*Task brief*:
Retype the data between the lines holding "Can you find the black" and "[[193, 123]]", inclusive, keeping every character the same.

*Input rows*:

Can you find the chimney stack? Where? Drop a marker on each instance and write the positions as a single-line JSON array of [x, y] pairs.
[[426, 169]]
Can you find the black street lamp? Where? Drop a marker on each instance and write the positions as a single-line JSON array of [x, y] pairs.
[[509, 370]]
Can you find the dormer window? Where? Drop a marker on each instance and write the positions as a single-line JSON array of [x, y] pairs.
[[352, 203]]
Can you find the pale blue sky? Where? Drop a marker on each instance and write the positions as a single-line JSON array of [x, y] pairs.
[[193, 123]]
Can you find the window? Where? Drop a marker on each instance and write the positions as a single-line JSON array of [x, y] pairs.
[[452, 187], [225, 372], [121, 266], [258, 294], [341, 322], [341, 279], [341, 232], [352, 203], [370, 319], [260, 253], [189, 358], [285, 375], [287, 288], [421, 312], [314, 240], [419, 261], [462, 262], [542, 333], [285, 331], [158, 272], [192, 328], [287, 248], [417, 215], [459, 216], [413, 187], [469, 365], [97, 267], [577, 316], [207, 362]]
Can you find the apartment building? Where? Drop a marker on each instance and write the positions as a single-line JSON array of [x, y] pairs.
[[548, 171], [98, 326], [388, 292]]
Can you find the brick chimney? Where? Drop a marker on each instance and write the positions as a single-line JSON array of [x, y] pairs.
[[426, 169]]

--

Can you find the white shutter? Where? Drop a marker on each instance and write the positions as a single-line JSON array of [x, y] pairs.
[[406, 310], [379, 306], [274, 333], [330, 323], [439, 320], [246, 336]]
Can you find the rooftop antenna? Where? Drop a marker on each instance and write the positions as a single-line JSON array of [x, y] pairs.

--

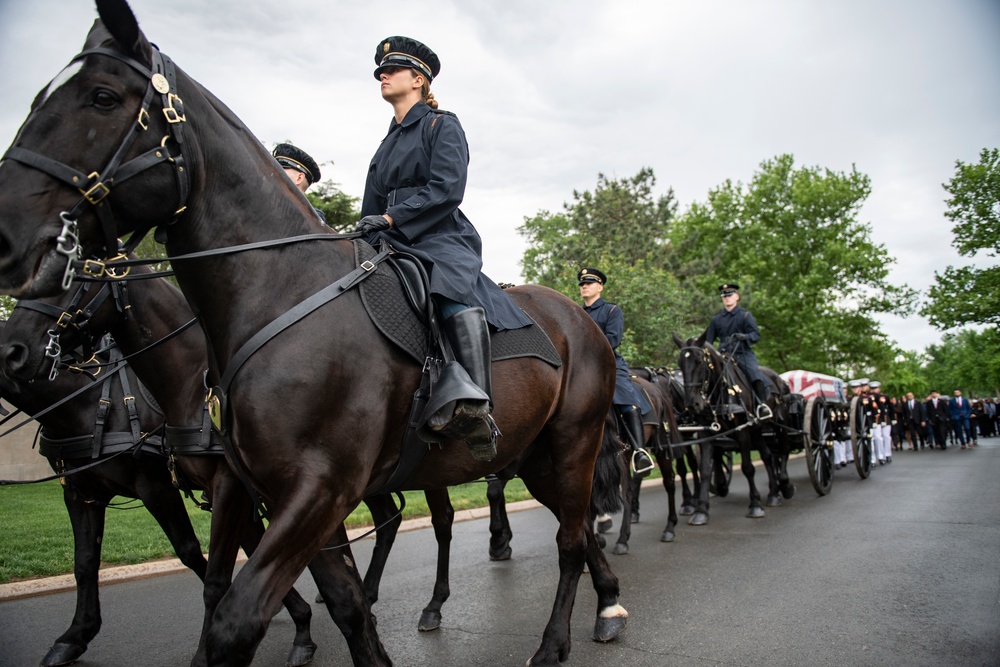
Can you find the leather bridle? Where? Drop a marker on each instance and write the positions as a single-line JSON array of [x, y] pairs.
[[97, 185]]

*Output of the exercise*:
Can you find the black street lamp? Where? Drop a marker on each instance and write the positions as a single-line JSON array of [x, y] pairs.
[[509, 370]]
Can you find the dormer window? Where? Drop a marker on each instance and write the positions as a single-line JSON array of [x, y] pairs.
[[352, 203]]
Can you find the pale blue sky? Where? Drop a marker on each instance and write the positions as a single-line JSON array of [x, y] pairs.
[[193, 123]]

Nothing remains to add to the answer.